Supplied data:
########

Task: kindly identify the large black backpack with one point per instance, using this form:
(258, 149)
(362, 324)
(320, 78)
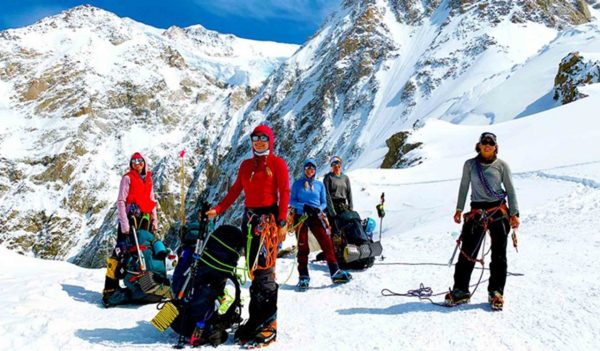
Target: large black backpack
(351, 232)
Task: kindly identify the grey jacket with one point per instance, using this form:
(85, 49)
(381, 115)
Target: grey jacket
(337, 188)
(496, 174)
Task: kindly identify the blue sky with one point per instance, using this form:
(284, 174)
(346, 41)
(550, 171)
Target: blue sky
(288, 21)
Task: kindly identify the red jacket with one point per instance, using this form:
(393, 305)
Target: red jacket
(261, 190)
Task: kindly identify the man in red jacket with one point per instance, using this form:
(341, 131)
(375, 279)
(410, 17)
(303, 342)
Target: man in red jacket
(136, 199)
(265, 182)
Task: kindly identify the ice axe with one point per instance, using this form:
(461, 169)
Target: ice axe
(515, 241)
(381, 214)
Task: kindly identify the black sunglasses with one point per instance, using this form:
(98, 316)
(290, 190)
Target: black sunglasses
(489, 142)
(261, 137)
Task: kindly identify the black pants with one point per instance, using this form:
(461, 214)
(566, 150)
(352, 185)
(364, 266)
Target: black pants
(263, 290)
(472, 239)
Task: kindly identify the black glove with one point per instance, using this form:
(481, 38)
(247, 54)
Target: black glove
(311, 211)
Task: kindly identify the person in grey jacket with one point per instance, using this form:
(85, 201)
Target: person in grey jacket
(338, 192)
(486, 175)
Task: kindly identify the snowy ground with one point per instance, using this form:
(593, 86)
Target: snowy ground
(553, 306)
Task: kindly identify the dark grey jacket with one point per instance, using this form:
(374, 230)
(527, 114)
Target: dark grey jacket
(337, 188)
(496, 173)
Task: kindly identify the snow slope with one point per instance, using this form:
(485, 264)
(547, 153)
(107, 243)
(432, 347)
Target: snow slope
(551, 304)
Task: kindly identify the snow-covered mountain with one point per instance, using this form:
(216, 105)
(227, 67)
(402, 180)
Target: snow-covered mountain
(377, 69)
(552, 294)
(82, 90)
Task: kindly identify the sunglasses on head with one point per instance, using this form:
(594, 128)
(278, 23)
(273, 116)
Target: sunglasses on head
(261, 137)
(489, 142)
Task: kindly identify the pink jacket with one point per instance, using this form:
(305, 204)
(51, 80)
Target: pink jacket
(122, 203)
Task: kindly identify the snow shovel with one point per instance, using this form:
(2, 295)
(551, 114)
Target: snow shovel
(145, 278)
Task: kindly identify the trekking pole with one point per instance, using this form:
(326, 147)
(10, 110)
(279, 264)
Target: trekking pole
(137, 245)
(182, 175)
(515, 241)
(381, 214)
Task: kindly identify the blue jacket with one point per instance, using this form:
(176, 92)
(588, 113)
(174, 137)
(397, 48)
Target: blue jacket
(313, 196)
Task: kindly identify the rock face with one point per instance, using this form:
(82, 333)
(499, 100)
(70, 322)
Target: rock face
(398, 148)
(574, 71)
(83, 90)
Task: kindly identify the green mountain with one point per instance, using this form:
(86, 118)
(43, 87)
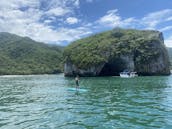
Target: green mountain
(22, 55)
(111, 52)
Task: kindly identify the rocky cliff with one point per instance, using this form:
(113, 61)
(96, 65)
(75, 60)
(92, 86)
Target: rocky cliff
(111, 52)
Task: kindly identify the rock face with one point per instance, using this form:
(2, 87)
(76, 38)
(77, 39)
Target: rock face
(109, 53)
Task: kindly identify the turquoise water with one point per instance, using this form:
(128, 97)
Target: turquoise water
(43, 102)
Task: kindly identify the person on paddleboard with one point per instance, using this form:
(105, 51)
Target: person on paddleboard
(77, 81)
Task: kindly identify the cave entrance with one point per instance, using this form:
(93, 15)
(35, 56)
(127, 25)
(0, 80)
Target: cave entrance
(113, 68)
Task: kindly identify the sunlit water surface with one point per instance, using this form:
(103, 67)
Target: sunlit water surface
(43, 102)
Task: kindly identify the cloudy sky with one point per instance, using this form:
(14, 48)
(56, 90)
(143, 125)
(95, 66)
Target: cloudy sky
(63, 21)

########

Copy the entries exactly. Leave out the images.

Task: kindly identify the large black backpack with one point per instance, using this form:
(258, 149)
(362, 324)
(320, 78)
Target: large black backpack
(351, 232)
Task: kindly identify the grey jacket with one point per instance, using this form:
(85, 49)
(381, 115)
Target: grey jacket
(337, 188)
(496, 174)
Task: kindly identify the blue sky with one point per instance, using this form:
(284, 174)
(346, 41)
(550, 171)
Target: blue sky
(288, 21)
Task: kindly identify the red jacket with one point per instance, using this form:
(393, 305)
Target: red jacket
(261, 190)
Task: kindly identify the man in red jacket with one point per instance, using this form:
(341, 131)
(375, 279)
(410, 17)
(303, 342)
Target: man in red jacket
(136, 199)
(265, 182)
Task: kindly identify the ice axe with one point per instance, using this form:
(461, 169)
Target: ice axe
(515, 241)
(381, 214)
Task: kindly identify the black sunglasses with one point per instance, using this form:
(98, 316)
(290, 190)
Target: black sunglasses
(489, 142)
(261, 137)
Task: kindly identify the black pants with one point per instance, using this form:
(461, 214)
(566, 150)
(352, 185)
(364, 266)
Target: black pants
(263, 290)
(472, 239)
Task: kindly identify the black glove with one point per instance, using this form:
(481, 38)
(247, 54)
Target: black glove
(311, 211)
Task: kindly identify the person in grey jacket with one point per instance, using this form:
(85, 201)
Target: person in grey jacket
(338, 192)
(486, 175)
Task: kindly identify the snowy ground with one point per instance, using this form:
(593, 86)
Target: snowy ground
(553, 306)
Task: kindly identify the dark grey jacket with one point per instance, using this form:
(374, 230)
(527, 114)
Target: dark grey jacket
(337, 188)
(496, 173)
Task: kindly identify the snow slope with one point per instance, using this form:
(485, 264)
(547, 153)
(107, 243)
(432, 347)
Target: snow slope
(551, 304)
Task: kindly identify the snow-covered mountain with one point per instance, using this form:
(216, 105)
(227, 67)
(402, 180)
Target: snow-covered mountain
(377, 69)
(552, 294)
(82, 90)
Task: kindly identify the sunglasses on head with one point per instance, using this form:
(594, 128)
(278, 23)
(273, 116)
Target: sunglasses on head
(261, 137)
(489, 142)
Task: kindly identify the pink jacket with one point per instance, using this form:
(305, 204)
(51, 80)
Target: pink jacket
(122, 203)
Task: kindly identify the snow shovel with one point per instance, using this form:
(2, 295)
(551, 114)
Target: snow shovel
(145, 278)
Task: kindly identify the trekking pole with one point per instance, using this form:
(326, 147)
(10, 110)
(279, 264)
Target: trekking pole
(137, 245)
(182, 175)
(515, 241)
(381, 214)
Task: kindly identify the blue jacket with one point per instance, using this form:
(176, 92)
(588, 113)
(174, 137)
(397, 48)
Target: blue jacket
(313, 196)
Task: kindly identify the rock face with one point per instance, using this form:
(82, 333)
(499, 100)
(70, 322)
Target: rock face
(398, 148)
(574, 71)
(83, 90)
Task: kindly identify the green mountain with one point per instance, using this form:
(86, 118)
(43, 87)
Target: green mountain
(22, 55)
(111, 52)
Task: kindly identify the rocky cliff with one point per instance, using this form:
(113, 61)
(96, 65)
(75, 60)
(92, 86)
Target: rocky cliff
(111, 52)
Task: kindly identify the rock face with one point per instance, using this form:
(2, 87)
(76, 38)
(77, 39)
Target: rock face
(109, 53)
Task: kindly identify the turquoise water with one point per instance, using this form:
(128, 97)
Target: turquoise water
(43, 102)
Task: kindly identify the person on paddleboard with one point per instance, using this form:
(105, 51)
Target: person on paddleboard
(77, 81)
Task: kindly identify the cave entrance with one point per instance, using this form:
(93, 15)
(35, 56)
(127, 25)
(0, 80)
Target: cave entrance
(113, 68)
Task: kindly identify the sunlit water surface with one point per instance, using this form:
(103, 67)
Target: sunlit water surface
(43, 102)
Task: kindly identify the cloudy sky with one point per instance, using this form:
(14, 48)
(56, 90)
(143, 125)
(95, 66)
Target: cloudy sky
(63, 21)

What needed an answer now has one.